#### Exercise passage ####

The pullets are three times the size of their baby selves. I am repotting the first lettuce and pea starts I planted way to early just to enjoy the bits of green they offer. Today I will start cleaning out the raised beds and moving some of the defrosted compost into them. Maybe I can start moving seedlings in there early if I create a dome of plastic poly around them? Mini green houses to bring the first beautiful fresh salads to this farm? Just thinking about it makes me want to refresh my coffee and get outside with my shovel and hoe.

A lot of friends online are posting kidding and lambing pictures. I love to see them, but it still fills me with a bittersweet envy. There was a time that every piece of me belonged to this farm. I was fine with waking up in the dark to milk goats, wash pails and filter milk, make bread and cheese, carry buckets and move chicken tractors and then maybe squeeze in a ride or hunt with just enough time to do it again. I needed that. I devoured up that life. But now I want small parts of myself for others. To be more helpful and available for friends. For off-farm work and freelance so I can stay here. For dating and romance. And for myself, too. Time to walk in the woods and explore and run and move my body and swim in rivers, not for a 20 minute dip but for hours.

#### Supplied data ####

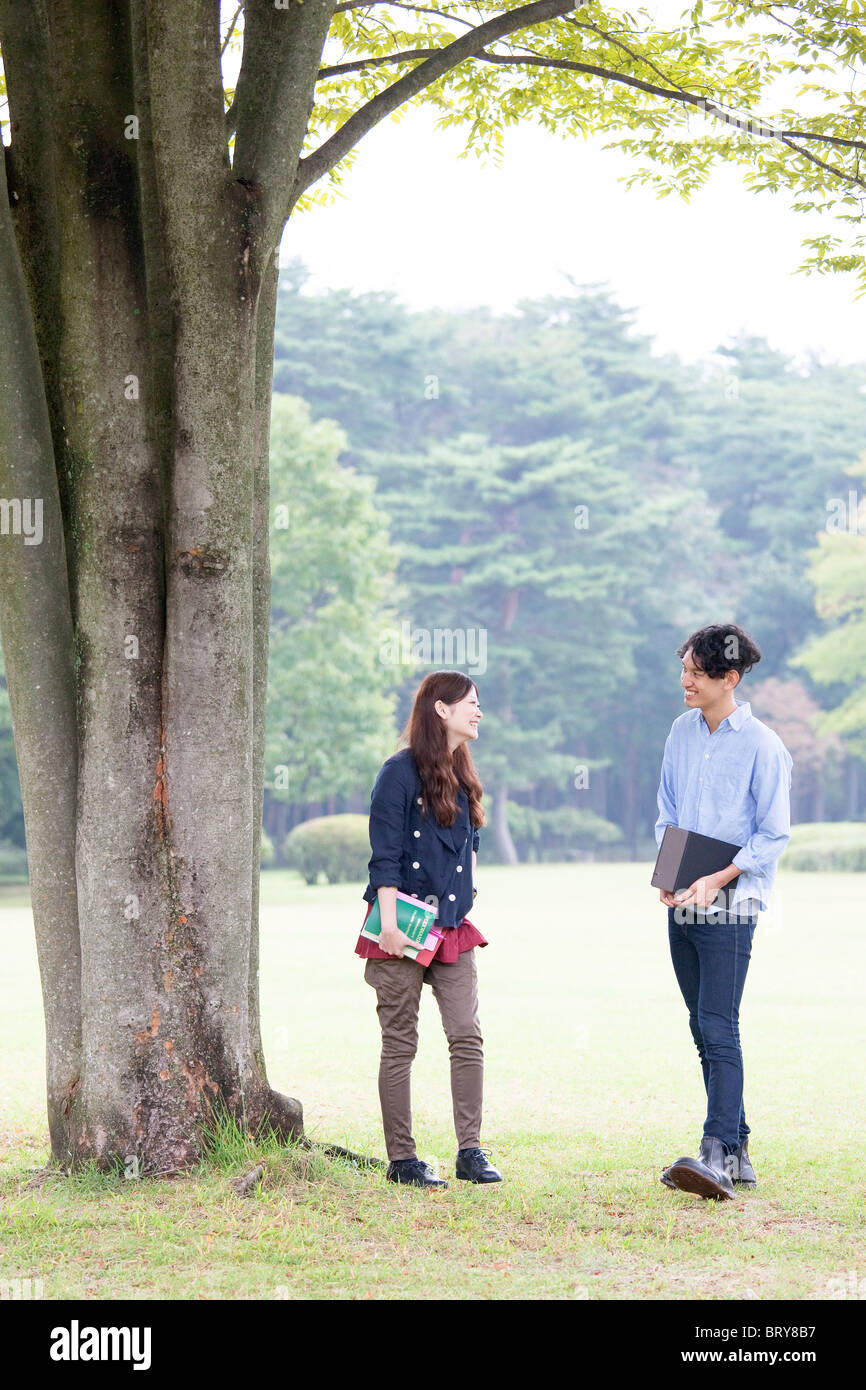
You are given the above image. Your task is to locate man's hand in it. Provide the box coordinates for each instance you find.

####
#### Supplied data ####

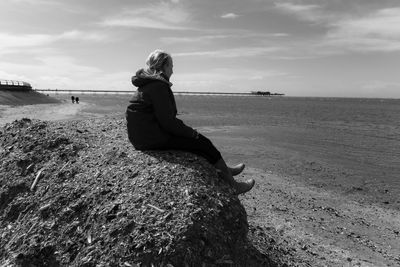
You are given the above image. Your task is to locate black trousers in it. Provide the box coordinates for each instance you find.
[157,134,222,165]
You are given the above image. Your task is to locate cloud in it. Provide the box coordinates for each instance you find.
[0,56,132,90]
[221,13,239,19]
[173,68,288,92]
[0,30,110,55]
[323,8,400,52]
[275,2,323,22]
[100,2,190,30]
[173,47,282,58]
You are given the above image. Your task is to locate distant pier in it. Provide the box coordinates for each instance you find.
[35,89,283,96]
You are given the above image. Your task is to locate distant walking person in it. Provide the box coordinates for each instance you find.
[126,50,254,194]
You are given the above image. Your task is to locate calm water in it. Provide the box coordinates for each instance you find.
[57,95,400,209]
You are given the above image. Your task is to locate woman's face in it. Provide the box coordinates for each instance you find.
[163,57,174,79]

####

= Activity 1 =
List every activity that the sentence beginning "Time to walk in the woods" in the farm passage names as something the writer wants time for.
= Activity 2 =
Copy the farm passage word for word, starting at "A lot of friends" and ending at "but for hours.".

= Written response 1 =
- walk in the woods
- explore
- run
- move my body
- swim in rivers

= Written response 2 =
A lot of friends online are posting kidding and lambing pictures. I love to see them, but it still fills me with a bittersweet envy. There was a time that every piece of me belonged to this farm. I was fine with waking up in the dark to milk goats, wash pails and filter milk, make bread and cheese, carry buckets and move chicken tractors and then maybe squeeze in a ride or hunt with just enough time to do it again. I needed that. I devoured up that life. But now I want small parts of myself for others. To be more helpful and available for friends. For off-farm work and freelance so I can stay here. For dating and romance. And for myself, too. Time to walk in the woods and explore and run and move my body and swim in rivers, not for a 20 minute dip but for hours.